### Short problem
Convert all of the items below into a two-column CSV with the header text,answer, one row per item. Put each item's text and its answer in one quoted field each, with line breaks replaced by spaces.

### Task inputs
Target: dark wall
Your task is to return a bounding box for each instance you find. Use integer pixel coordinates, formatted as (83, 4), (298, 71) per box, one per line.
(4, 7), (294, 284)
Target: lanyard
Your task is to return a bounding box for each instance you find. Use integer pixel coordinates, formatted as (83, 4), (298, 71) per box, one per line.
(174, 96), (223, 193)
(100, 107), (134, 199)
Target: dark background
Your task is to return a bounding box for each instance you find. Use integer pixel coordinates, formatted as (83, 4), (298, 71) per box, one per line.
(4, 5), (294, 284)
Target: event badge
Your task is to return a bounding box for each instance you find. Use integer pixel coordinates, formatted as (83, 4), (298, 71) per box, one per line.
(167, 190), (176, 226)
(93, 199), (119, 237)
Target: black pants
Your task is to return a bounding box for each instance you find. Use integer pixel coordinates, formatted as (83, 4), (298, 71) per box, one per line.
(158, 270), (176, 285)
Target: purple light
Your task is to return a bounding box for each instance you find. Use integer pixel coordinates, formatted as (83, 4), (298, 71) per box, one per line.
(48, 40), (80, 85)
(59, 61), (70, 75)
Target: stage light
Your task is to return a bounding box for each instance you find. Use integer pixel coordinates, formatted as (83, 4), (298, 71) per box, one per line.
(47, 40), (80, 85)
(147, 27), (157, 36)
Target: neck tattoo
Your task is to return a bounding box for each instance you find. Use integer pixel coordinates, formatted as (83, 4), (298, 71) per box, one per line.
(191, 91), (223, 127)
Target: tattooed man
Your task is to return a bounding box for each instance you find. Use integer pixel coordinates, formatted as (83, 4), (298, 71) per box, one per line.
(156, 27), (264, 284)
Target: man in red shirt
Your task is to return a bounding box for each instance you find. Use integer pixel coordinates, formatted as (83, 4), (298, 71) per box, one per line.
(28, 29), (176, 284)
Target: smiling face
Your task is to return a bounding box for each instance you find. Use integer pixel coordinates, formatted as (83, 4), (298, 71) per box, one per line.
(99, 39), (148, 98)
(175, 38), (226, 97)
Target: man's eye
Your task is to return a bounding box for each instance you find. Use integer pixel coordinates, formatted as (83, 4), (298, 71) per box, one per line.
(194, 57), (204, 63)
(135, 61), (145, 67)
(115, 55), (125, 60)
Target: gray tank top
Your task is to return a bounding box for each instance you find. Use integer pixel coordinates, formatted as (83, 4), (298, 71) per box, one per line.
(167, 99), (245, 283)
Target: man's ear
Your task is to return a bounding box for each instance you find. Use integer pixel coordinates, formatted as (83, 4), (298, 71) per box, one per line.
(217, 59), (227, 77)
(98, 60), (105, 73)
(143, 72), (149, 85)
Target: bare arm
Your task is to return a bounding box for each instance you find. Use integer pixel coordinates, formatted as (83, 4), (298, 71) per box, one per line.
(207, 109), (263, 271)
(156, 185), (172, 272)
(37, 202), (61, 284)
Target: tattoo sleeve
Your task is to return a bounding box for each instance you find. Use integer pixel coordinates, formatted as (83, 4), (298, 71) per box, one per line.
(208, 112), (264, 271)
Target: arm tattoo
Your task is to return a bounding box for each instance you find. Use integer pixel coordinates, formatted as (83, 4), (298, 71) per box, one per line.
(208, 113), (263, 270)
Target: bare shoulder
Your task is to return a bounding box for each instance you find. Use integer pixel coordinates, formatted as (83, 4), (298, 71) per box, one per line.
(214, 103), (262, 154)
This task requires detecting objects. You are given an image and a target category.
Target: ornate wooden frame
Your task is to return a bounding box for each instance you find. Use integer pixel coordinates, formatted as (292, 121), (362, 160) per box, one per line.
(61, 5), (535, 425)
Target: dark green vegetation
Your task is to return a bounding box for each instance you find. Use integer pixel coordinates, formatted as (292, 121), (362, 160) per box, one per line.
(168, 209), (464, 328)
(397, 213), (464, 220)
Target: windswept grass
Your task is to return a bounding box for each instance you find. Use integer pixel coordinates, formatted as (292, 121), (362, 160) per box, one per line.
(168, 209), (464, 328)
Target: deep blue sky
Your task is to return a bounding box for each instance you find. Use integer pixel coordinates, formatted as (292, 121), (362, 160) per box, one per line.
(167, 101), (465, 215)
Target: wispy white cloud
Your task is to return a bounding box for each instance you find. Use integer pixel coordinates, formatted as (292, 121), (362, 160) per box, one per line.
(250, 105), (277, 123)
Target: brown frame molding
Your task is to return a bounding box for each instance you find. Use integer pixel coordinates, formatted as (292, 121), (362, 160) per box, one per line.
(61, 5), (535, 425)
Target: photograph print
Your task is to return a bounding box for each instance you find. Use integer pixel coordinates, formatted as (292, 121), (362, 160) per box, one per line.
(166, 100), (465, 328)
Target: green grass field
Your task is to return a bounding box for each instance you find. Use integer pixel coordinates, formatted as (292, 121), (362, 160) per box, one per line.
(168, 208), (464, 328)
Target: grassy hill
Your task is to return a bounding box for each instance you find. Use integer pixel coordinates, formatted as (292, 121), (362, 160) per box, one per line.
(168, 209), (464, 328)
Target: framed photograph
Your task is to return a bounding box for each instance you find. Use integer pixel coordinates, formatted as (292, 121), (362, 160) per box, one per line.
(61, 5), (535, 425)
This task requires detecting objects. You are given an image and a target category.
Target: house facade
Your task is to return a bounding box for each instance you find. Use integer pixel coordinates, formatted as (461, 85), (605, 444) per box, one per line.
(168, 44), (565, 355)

### Final answer
text,answer
"Target: dark wall Your task is to return a bounding box for each instance you find. Use integer pixel coordinates, formatted as (83, 4), (298, 71) per box, one per line.","(4, 7), (294, 284)"
"Target: lanyard Your task is to return a bounding box for each instance you find. Use integer pixel coordinates, formatted as (83, 4), (298, 71) per box, one per line.","(174, 96), (223, 193) (100, 107), (134, 199)"
"Target: dark background Your task is to return a bounding box for each instance you find. Use integer pixel coordinates, formatted as (83, 4), (298, 71) per box, one per line.","(4, 5), (294, 284)"
"Target: event badge Your task is to return a bounding box for each instance you find. Use integer pixel coordinates, formatted as (83, 4), (298, 71) per box, one per line.","(167, 190), (176, 226) (93, 199), (119, 237)"
"Target: black pants Your task is to return a bounding box for each instance you find. Use integer pixel coordinates, formatted as (83, 4), (298, 71) per box, one per line.","(158, 270), (176, 285)"
"Target: purple light Your task is to return a bounding box for each instance you find. Use integer pixel coordinates, formatted as (83, 4), (298, 71) per box, one per line.","(48, 40), (80, 85) (59, 61), (70, 75)"
"Target: stage light Your task is to return a bounding box for each instance you find. Use integer pixel coordinates, formatted as (83, 4), (298, 71) per box, one per line.","(47, 40), (80, 85) (147, 27), (157, 36)"
"Target: neck tattoo Your task is to return a bounding box for each instance you find. Use integer pixel coordinates, formatted as (83, 4), (298, 71) per box, one per line.","(191, 91), (223, 127)"
"Target: tattooed man Your task is to return a bounding box for each instance you find. Use integer pixel coordinates, formatted as (83, 4), (298, 71) per box, one per line.","(156, 27), (264, 284)"
"Target: man in red shirt Your task is to return a bounding box for each instance you find. Use integer pixel coordinates, formatted as (83, 4), (298, 71) per box, one per line.","(28, 29), (176, 284)"
"Target: smiling face Your task is to return a bounding box for each instance you find. Use integer pixel coordinates, formatted as (83, 4), (298, 71) per box, one per line.","(99, 39), (148, 98) (175, 38), (226, 97)"
"Target: man's eye Your task is to return a bounding box for each instance you find. Use integer pixel coordinates, formatted as (83, 4), (298, 71) per box, one per line.","(194, 57), (204, 63) (135, 61), (145, 67) (115, 55), (125, 60)"
"Target: gray tank top Your task is to return a bounding box for each instance you find. Use integer pixel coordinates, formatted as (83, 4), (298, 71) per box, one per line.","(167, 99), (245, 283)"
"Target: man's ear Your task is to return a bounding box for each instance you find. Use integer pixel coordinates, formatted as (83, 4), (298, 71) per box, one per line.","(217, 59), (227, 77) (98, 60), (105, 73) (143, 72), (149, 85)"
"Target: bare arm Your task is to return a bounding box for each instance you find. Use integer pixel coordinates, formatted as (83, 4), (298, 71) per box, one per line.","(207, 109), (263, 271) (156, 185), (172, 272) (37, 202), (61, 284)"
"Target: tattoo sleeve Your task is to return a bounding box for each instance you find. Use integer pixel coordinates, formatted as (83, 4), (298, 71) per box, one per line.","(208, 112), (264, 271)"
"Target: arm tattoo Your task is to return a bounding box for each instance you find. Use integer pixel coordinates, formatted as (83, 4), (298, 71) per box, one per line.","(208, 113), (263, 270)"
"Target: bare shoulder Your task is to return a bounding box for each instance you find. Use integer pixel coordinates, formatted as (83, 4), (298, 71) per box, one per line.","(214, 103), (262, 154)"
"This task requires detecting objects. You are given an image and a target category. Target: ornate wooden frame Your task is to return a bounding box for each instance you find. Use integer pixel coordinates, formatted as (292, 121), (362, 160) per box, one per line.","(61, 5), (535, 425)"
"Target: dark green vegetation Your task is to return a bounding box for each instance you find. Use integer pixel coordinates, formatted as (292, 121), (362, 160) per box, one per line.","(168, 209), (464, 328) (397, 213), (464, 220)"
"Target: windswept grass Your task is to return a bounding box for each instance you find. Use integer pixel coordinates, formatted as (292, 121), (362, 160) per box, one per line.","(168, 209), (464, 328)"
"Target: deep blue sky Your task is to return a bounding box for each instance you find. Use integer pixel coordinates, formatted as (292, 121), (362, 160) per box, one per line.","(167, 101), (465, 215)"
"Target: wispy white cloud Your task is to return a bounding box for each instance you find. Use integer pixel coordinates, formatted as (292, 121), (362, 160) per box, one per line.","(250, 105), (277, 123)"
"Target: brown frame molding Your task is to return a bounding box for each instance you find. Use integer pixel coordinates, formatted as (292, 121), (362, 160) per box, one per line.","(61, 5), (535, 425)"
"Target: photograph print Your task is to return a bounding box for each instance you find. Use integer pixel coordinates, formatted as (292, 121), (362, 160) per box, one per line.","(166, 100), (465, 328)"
"Target: green grass field Your task is to return a bounding box for each instance you find. Use integer pixel coordinates, formatted as (292, 121), (362, 160) per box, one per line.","(168, 208), (464, 328)"
"Target: grassy hill Your task is to return a bounding box for each instance you find. Use integer pixel coordinates, formatted as (292, 121), (362, 160) per box, one per line.","(168, 209), (464, 328)"
"Target: framed photograph Your task is to return a bounding box for each instance you find. Use integer pixel coordinates, formatted as (292, 121), (362, 160) per box, one per line.","(61, 5), (535, 425)"
"This task requires detecting objects. You are given an image and a target category. Target: house facade Your task is to return a bounding box for each instance you find. Use integer pixel coordinates, formatted as (461, 85), (605, 444) per box, one per line.","(168, 44), (565, 355)"